Task details – Output the lines from the start up to and including the line with "[221,94,279,116]" as a two-column CSV with the headers text and answer. Give one row for each line of text with its answer, and put each value in a single quoted field with line breaks replaced by spaces.

Data rows –
-- begin --

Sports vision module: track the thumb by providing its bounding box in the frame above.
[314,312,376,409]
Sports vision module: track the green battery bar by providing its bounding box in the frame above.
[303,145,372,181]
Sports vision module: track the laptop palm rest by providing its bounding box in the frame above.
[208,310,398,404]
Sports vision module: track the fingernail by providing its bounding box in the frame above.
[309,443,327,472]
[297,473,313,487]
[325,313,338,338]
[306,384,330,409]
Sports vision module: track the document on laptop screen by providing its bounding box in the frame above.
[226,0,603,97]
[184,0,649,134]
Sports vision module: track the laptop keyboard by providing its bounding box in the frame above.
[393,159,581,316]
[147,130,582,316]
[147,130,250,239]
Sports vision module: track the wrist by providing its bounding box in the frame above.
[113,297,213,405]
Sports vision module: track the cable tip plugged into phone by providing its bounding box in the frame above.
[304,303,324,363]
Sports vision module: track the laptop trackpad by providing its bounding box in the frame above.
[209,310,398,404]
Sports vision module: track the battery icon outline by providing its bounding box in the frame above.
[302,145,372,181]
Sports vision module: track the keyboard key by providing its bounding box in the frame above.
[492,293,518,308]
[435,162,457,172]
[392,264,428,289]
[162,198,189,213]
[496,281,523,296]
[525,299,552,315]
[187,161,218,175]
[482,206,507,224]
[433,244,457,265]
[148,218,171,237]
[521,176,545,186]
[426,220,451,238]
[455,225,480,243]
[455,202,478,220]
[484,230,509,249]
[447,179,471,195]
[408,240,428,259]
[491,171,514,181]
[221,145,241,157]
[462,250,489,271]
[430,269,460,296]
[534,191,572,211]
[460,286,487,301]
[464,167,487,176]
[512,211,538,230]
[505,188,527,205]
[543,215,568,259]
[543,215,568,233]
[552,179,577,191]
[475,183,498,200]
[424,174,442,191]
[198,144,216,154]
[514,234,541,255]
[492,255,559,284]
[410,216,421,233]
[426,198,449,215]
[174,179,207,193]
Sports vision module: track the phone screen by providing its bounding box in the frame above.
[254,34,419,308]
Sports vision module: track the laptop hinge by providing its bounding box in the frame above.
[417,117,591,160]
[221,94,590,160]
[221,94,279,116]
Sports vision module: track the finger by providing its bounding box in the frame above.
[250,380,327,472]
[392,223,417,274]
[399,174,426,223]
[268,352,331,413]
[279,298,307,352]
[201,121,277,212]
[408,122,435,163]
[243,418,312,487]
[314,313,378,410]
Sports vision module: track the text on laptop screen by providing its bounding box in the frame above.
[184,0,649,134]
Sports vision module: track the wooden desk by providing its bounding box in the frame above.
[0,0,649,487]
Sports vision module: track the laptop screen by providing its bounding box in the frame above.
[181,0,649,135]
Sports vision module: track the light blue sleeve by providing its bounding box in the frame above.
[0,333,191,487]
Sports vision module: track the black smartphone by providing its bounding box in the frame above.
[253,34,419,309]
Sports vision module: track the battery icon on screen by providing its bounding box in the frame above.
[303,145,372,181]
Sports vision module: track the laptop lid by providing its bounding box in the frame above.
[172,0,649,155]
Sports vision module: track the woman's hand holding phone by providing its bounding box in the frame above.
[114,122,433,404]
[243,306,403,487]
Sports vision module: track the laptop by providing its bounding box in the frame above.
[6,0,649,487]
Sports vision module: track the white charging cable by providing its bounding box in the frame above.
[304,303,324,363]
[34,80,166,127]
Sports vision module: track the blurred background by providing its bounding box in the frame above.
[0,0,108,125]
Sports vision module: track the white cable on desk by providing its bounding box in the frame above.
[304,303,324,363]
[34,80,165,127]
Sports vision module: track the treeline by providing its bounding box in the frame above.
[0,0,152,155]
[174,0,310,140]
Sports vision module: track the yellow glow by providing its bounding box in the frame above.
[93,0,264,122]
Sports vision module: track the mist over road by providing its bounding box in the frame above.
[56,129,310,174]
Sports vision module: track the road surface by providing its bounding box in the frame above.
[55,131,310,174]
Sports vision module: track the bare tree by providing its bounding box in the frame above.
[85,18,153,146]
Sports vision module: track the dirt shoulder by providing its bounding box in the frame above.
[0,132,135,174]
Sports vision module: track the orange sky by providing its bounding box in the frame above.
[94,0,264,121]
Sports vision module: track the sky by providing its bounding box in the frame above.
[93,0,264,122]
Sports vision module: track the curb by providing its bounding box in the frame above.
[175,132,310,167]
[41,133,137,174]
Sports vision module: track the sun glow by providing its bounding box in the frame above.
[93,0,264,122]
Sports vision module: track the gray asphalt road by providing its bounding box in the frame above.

-- end --

Full response –
text,answer
"Sports vision module: track the thumb by providing its bounding box in the frame above.","[314,312,376,409]"
"Sports vision module: track the green battery bar by providing its bounding box in the frame above.","[303,145,372,181]"
"Sports vision module: track the laptop palm rest by providing its bounding box in the frame above.","[208,310,398,404]"
"Sports vision module: track the fingernail by providing its bounding box in the frame above.","[309,443,327,472] [297,473,313,487] [325,313,338,338] [306,384,330,409]"
"Sports vision module: track the document on laptop screen by providing its bounding box in the frame above.","[226,0,603,97] [184,0,649,134]"
"Sports vision module: track the laptop keyboard by providing its bounding box in the frame above.","[393,159,581,316] [147,130,582,316] [147,130,250,239]"
"Sports vision module: track the wrist by providing its bounding box in the frame above.","[113,297,213,405]"
"Sports vision module: track the cable tip plugged into phone by providing its bounding box in the frame above.","[304,303,324,363]"
"Sports vision module: track the laptop trackpad by providing its bounding box in the frame above.","[209,310,398,404]"
"Sports vision module: track the battery icon outline by providing its bounding box in the frame above.","[302,145,372,181]"
"Sports vision module: track the keyboard key by providing its bounding box in the frame above.","[492,293,518,308] [435,162,457,172] [392,264,428,289] [162,198,189,213] [496,281,523,296] [525,299,552,315] [187,161,218,175] [482,206,507,224] [433,244,457,265] [148,218,171,237] [521,176,545,186] [426,220,451,238] [455,225,480,243] [455,202,478,220] [484,230,509,249] [447,179,471,195] [408,240,428,259] [491,171,514,181] [221,145,241,157] [462,250,489,271] [430,269,460,296] [534,191,572,211] [460,286,487,301] [464,167,487,176] [512,211,538,230] [505,188,527,205] [543,215,568,259] [543,215,568,233] [552,179,577,191] [475,183,498,200] [424,174,442,191] [198,144,216,154] [514,234,541,255] [492,255,559,284] [410,216,421,233] [426,198,449,215] [174,179,207,193]"
"Sports vision module: track the phone screen by providing its bounding box in the frame above.","[254,34,419,308]"
"Sports vision module: track the laptop hinge by providing its bounding box in the frame above.","[417,117,591,160] [221,94,590,160] [221,94,279,116]"